*TO DO*:
1. In the piece on metrics, what qualities should a metric designed for humans have?
2. Please copy out the piece on metrics word for word, starting with "A metric designed for machines" and going on through "not be fooled.".

*PASSAGE FOR REVIEW*:
────────────────────────────────────────
All metrics are wrong, but some are useful
George Box stated that:
"All models are wrong, but some are useful".
It primarily applies to statistical models, but this also applies to all scientific models as well.
The model, in statistical sense and general sense
A model, in general sense, is created to approximately describe a system or a natural process. The approximate nature of the model must always be borne in mind, Box said.
A statistical model is a set of equations that describe a process generating the observed data. One statistical model can be more accurately represent the data than others.
In the same sense, a map is wrong in terms of describing the world (lack of height and depth), but it’s useful for you to navigate around.
–
How about metrics?
A metric is a numerical measurement that is computed from the properties of the system. A metric is used to rate how well a process is working, and comparing systems to one another. Metrics are usually designed to be monotonic to be useful and easy to understand.
–
A metric is inherently insufficient
A metric can be thought of as an attempt to distill the knowledge of how well the system works down to one single number. It’s a lossy process. It gives a biased view of how the system works.
One machine learning model is optimized for accuracy will neglect the recall rate.
For example, we have a disease that occurs 1% on average. A machine learning model can archive 99% accuracy just by predicting NO all the time. As you can see, it’s useless (and reckless).
The F1 score can be used to judge the system if the cost of false-negative and false-positive is roughly the same. F1 blindsided the asymmetry of the cost of being wrong. One should consider the cost of miss-classifying into the metric.
Another example, using a single statistic like mean, median or mode to represent a collective is negligent of its variance/variability of measures.
–
But it’s useful
A metric is not perfect in describing the quality of the process or system, but in cases, it’s all that we have, due to the limitation of our analysis, our visualization, or even our mental capacity. One can gauge the distribution plots, but distill the whole thing fully remains hard.
A metric designed for machines should be aimed for precision and it’s numerical properties. A metric designed for human should be clear, intuitive and easy to understand. The one who uses the metric should know its strength and limitation, in order to not be fooled.
────────────────────────────────────────
*DATA SUPPLIED*:
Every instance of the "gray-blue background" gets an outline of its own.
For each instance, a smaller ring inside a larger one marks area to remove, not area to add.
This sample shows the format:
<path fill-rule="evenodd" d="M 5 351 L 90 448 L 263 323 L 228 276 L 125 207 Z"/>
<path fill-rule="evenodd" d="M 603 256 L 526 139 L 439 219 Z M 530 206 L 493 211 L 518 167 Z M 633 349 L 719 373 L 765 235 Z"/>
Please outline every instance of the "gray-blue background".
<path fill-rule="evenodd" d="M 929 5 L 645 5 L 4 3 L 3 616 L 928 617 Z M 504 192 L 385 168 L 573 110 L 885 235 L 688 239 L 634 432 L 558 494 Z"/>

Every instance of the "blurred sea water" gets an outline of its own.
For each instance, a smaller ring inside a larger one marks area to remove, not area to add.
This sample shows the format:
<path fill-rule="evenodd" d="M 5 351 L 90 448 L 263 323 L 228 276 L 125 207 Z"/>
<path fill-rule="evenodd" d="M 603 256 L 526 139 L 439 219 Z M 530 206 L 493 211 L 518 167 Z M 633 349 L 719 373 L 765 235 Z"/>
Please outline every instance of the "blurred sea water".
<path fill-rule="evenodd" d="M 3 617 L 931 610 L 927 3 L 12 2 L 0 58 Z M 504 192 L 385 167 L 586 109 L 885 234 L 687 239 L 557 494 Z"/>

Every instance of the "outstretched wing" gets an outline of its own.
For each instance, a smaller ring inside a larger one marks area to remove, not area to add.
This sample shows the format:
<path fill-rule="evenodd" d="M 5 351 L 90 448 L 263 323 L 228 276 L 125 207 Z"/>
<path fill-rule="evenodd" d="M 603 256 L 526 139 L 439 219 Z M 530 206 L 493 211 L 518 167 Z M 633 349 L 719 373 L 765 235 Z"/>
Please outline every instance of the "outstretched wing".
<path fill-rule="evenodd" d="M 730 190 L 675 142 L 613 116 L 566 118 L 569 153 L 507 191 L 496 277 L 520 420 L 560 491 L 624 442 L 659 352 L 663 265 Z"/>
────────────────────────────────────────
*OUTPUTS BY TASK*:
1. It should be clear, intuitive and easy to understand.

2.
A metric designed for machines should be aimed for precision and it’s numerical properties. A metric designed for human should be clear, intuitive and easy to understand. The one who uses the metric should know its strength and limitation, in order to not be fooled.